◆ Problem requirements ◆
Present exactly, and only, the lines running from the line that contains "mirror, one point per instance." through the end of the entries below.

◆ Supplied entries ◆
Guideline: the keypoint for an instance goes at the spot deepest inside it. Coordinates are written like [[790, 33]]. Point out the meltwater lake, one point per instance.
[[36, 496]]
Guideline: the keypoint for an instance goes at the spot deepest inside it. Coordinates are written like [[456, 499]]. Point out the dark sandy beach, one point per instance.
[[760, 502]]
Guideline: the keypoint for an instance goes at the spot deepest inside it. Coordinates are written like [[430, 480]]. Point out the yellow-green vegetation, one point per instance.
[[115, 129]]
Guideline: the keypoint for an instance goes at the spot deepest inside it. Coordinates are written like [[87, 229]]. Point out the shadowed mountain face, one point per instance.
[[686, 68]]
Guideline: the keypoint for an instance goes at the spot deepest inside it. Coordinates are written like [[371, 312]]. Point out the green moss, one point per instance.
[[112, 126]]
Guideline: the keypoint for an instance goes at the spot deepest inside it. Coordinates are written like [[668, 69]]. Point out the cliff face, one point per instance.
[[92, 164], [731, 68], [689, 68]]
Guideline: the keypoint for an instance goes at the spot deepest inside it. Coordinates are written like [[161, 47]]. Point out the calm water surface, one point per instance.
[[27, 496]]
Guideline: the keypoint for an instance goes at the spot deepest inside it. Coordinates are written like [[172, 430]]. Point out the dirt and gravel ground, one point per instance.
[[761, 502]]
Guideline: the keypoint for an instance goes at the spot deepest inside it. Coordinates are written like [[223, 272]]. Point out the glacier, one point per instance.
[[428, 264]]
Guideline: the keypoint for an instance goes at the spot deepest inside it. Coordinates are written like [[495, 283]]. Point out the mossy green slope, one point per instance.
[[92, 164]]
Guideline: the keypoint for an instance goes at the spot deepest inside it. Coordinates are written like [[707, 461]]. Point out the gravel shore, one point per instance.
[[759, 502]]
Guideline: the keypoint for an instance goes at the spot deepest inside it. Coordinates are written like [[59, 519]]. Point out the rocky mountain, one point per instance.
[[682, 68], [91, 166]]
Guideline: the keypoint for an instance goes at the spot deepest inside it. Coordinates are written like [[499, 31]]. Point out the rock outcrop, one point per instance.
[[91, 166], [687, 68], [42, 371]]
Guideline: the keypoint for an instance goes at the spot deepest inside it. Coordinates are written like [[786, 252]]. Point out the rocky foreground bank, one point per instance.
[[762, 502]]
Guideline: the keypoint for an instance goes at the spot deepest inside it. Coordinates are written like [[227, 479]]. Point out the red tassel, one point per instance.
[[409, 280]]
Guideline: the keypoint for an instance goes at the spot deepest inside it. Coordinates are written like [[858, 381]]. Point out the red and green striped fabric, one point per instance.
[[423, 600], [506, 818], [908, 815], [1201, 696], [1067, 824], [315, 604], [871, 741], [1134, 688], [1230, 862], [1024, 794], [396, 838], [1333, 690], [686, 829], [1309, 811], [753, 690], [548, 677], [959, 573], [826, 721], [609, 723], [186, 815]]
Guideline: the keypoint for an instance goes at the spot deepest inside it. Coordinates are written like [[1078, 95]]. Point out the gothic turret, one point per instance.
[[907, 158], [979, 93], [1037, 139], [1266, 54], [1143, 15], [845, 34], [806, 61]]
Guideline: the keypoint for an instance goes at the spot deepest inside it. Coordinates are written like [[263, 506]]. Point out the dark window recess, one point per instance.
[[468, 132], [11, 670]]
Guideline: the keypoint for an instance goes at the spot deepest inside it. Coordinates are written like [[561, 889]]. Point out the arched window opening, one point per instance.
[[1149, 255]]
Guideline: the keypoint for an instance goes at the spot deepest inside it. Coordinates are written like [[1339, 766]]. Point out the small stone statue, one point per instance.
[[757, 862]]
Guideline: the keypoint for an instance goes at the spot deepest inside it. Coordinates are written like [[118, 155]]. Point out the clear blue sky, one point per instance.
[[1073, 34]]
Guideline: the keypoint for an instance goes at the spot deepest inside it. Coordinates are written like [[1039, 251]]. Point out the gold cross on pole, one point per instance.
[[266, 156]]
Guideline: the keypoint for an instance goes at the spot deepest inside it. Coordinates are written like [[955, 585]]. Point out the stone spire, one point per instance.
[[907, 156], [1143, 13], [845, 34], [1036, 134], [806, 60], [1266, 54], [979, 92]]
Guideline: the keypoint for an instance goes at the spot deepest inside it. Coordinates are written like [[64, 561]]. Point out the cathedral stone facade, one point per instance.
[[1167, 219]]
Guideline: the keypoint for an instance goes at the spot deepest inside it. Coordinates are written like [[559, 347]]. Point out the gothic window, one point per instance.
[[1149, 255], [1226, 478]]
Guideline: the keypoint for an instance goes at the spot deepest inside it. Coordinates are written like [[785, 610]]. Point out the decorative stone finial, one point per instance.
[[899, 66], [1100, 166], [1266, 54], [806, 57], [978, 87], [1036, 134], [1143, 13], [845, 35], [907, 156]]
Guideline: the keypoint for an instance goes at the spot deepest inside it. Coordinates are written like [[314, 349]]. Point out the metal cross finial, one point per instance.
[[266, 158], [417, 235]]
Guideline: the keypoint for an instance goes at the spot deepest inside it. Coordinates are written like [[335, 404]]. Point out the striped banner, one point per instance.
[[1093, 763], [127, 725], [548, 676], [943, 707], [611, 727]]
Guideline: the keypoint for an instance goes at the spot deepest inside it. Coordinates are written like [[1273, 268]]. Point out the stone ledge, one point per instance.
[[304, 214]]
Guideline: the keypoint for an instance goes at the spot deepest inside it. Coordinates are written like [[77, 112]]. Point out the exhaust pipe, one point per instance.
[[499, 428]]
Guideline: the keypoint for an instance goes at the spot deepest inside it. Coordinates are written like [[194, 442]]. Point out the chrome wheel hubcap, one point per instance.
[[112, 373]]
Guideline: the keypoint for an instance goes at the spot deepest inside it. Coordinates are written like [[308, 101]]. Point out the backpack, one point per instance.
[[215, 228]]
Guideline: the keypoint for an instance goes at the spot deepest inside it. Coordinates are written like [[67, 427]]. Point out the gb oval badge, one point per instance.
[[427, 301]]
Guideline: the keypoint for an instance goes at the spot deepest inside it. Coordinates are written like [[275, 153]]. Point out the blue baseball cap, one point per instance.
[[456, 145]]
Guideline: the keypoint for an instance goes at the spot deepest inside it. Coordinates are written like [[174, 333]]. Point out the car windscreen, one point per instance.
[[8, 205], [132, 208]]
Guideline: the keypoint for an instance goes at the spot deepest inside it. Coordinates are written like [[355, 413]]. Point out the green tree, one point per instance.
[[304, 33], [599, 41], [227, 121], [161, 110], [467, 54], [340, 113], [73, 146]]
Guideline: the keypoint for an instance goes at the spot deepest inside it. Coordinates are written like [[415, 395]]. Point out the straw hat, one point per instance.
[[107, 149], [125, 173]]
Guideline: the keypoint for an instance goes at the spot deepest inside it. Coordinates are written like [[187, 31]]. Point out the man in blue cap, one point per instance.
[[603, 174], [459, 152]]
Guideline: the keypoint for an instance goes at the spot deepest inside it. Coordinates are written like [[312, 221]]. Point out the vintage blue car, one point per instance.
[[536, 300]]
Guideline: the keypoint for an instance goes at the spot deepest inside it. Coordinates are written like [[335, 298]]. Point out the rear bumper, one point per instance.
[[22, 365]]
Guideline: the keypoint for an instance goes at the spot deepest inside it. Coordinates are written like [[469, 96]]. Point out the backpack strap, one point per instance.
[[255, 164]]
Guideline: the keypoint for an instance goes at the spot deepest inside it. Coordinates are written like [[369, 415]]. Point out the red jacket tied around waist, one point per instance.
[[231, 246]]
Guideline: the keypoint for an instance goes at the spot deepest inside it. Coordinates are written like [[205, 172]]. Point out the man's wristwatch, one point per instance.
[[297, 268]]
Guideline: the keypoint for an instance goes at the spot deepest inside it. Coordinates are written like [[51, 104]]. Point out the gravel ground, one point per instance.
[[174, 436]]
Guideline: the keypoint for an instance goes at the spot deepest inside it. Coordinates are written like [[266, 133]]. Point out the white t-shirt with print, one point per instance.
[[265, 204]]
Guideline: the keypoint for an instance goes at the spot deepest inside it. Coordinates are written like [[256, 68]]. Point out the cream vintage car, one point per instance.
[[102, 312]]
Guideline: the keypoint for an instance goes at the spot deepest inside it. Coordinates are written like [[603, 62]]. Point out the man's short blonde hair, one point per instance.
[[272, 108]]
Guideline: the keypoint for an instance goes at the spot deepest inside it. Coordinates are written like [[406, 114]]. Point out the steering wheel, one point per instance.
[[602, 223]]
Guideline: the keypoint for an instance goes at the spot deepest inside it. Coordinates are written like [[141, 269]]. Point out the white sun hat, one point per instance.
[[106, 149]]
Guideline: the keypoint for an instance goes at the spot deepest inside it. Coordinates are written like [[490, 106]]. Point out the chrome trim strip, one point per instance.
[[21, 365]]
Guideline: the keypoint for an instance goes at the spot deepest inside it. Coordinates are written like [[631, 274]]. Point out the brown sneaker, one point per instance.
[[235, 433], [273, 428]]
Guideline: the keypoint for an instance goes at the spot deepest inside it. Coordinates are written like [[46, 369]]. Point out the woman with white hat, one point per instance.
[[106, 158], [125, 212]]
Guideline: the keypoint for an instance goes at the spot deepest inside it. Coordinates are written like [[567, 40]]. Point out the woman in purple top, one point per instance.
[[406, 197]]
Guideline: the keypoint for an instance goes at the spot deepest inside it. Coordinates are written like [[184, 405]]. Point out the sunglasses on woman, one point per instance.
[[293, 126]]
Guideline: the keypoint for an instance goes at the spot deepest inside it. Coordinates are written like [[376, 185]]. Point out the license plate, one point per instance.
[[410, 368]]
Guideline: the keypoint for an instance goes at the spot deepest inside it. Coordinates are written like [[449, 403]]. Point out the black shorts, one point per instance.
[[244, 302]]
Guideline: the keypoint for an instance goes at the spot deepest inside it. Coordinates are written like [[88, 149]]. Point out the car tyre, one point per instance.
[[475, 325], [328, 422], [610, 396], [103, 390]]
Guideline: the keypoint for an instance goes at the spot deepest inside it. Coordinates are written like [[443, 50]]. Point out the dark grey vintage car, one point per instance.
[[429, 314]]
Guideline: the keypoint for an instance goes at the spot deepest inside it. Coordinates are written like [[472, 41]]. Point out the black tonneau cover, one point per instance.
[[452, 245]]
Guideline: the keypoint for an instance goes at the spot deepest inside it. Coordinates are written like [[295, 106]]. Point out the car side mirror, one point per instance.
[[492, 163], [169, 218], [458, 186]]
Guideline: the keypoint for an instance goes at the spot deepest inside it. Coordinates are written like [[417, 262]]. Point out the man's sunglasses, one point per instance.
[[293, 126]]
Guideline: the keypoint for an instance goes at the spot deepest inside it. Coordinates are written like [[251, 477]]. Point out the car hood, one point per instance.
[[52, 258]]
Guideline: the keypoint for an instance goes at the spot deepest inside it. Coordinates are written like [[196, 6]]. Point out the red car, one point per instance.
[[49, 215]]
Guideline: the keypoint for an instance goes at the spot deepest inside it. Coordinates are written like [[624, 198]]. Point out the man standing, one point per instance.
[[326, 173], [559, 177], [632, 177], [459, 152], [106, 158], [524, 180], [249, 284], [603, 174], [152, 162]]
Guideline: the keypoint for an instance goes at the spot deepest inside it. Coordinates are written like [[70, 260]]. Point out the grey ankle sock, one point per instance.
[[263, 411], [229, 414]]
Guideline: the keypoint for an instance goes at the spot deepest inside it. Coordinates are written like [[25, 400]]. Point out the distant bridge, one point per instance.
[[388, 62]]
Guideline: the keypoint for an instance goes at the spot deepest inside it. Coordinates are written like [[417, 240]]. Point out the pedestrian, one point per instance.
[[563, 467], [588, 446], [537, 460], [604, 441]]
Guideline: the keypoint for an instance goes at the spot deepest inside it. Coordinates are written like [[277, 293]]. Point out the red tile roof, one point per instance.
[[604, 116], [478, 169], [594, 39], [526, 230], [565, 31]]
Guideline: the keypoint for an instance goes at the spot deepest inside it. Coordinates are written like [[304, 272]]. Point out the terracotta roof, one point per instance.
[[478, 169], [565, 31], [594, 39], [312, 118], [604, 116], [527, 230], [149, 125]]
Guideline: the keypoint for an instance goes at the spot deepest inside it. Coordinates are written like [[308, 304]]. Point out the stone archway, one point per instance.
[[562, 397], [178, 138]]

◆ Solution to this task ◆
Guideline: the keypoint for an instance goes at the spot deepest inside it. Coordinates are written like [[295, 106]]. Point out the car side mirror, one point per instance.
[[492, 163], [169, 218], [458, 186]]
Guideline: the keypoint for an instance goes at the spot deepest inside it. Coordinates are written like [[417, 262]]. Point out the man's sunglasses, one point per instance.
[[293, 126]]
Guideline: the keypoint for an instance goes at the spot deepest inside it. Coordinates are written like [[251, 477]]. Point out the car hood, one point per instance.
[[52, 258]]
Guideline: the keypoint for an instance goes at the spot deepest inside it. Coordinates are written like [[196, 6]]. Point out the red car, one point per instance.
[[49, 215]]
Guideline: the keypoint for an instance goes at the spot deepest inside it. Coordinates are written like [[624, 198]]. Point out the man standing, one point per instance.
[[326, 173], [559, 177], [632, 177], [459, 152], [106, 158], [524, 180], [249, 284], [603, 174], [152, 162]]
Guideline: the keypoint for an instance goes at the spot deepest inside it. Coordinates are written like [[70, 260]]. Point out the grey ankle sock, one point per instance.
[[263, 411], [229, 414]]
Guideline: the keypoint for an instance goes at the spot deepest inside it. Coordinates are written like [[25, 400]]. Point out the distant bridge, one point per instance.
[[388, 62]]
Guideline: the keypoint for an instance goes at the spot deepest inside it. Coordinates are written like [[417, 240]]. Point out the pedestrian, one point per instance.
[[563, 467], [588, 446], [537, 460], [604, 441]]
Guideline: the keypoint for an instance goes at the spot deepest inside it. Coordinates are written like [[277, 293]]. Point out the red tile roof, one point per instance.
[[604, 116], [478, 169], [594, 39], [526, 230], [565, 31]]
Guideline: the keypoint for an instance goes at the spot deepest inside it. Coordinates are written like [[304, 272]]. Point out the terracotta roof, one point per instance.
[[478, 169], [565, 31], [594, 39], [312, 118], [604, 116], [527, 230], [149, 125]]
Guideline: the keypoint for an instance goes at the spot deepest inside it. Coordinates are written like [[308, 304]]. Point out the stone archway, one point per instance.
[[562, 397], [178, 138]]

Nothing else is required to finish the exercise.